Return only the line that contains "Please identify the decorative" and each line after it, through the last line of the data below, copied exactly.
* BEGIN Given records *
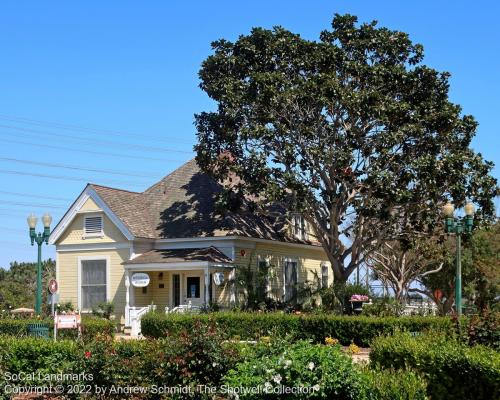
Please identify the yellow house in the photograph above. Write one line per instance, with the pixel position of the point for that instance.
(170, 246)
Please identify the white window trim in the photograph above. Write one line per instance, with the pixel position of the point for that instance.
(267, 260)
(323, 265)
(285, 260)
(79, 280)
(97, 234)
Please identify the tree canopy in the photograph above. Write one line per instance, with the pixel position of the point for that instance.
(352, 130)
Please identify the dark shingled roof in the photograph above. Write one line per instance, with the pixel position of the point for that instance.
(182, 205)
(210, 254)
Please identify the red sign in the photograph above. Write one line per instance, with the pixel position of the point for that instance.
(69, 321)
(53, 286)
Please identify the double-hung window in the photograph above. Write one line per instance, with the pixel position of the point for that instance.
(93, 283)
(299, 227)
(291, 280)
(324, 275)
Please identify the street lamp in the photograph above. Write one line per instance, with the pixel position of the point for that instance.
(39, 239)
(458, 226)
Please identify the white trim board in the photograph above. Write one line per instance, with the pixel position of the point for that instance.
(79, 279)
(92, 246)
(87, 193)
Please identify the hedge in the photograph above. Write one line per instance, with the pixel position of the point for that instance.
(198, 359)
(90, 327)
(452, 370)
(248, 326)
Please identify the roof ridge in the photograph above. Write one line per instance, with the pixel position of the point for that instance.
(112, 188)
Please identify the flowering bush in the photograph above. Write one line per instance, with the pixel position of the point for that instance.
(329, 341)
(312, 371)
(359, 297)
(353, 349)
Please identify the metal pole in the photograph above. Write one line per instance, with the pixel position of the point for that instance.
(38, 304)
(458, 277)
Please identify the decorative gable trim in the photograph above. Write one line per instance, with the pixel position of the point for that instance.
(67, 219)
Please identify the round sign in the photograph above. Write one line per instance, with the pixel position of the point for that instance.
(53, 286)
(219, 278)
(140, 279)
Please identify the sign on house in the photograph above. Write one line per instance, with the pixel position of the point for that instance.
(140, 279)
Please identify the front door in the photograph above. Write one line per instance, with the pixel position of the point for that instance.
(176, 289)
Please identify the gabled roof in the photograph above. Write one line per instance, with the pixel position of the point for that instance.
(183, 205)
(209, 254)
* END Given records *
• [Task response]
Please identify the decorative gable trim in the photograph above. Write one line per instance, with the pixel position of the point for that instance.
(67, 219)
Please identify the round sign in the photograph above. Write one line per instance, with the pixel position of the point for that instance.
(53, 286)
(219, 278)
(140, 279)
Please identify the sign on house in the photograph above. Write one line per instance, with the pixel position of the point for that instance.
(140, 279)
Please identify the front door in the photograph above. Write one line per instance, with the pixel position of the point for that instance.
(176, 289)
Please identify the gabled roof in the photograph above. Write one line per instance, with the pixel position of the point for that instance.
(183, 205)
(209, 254)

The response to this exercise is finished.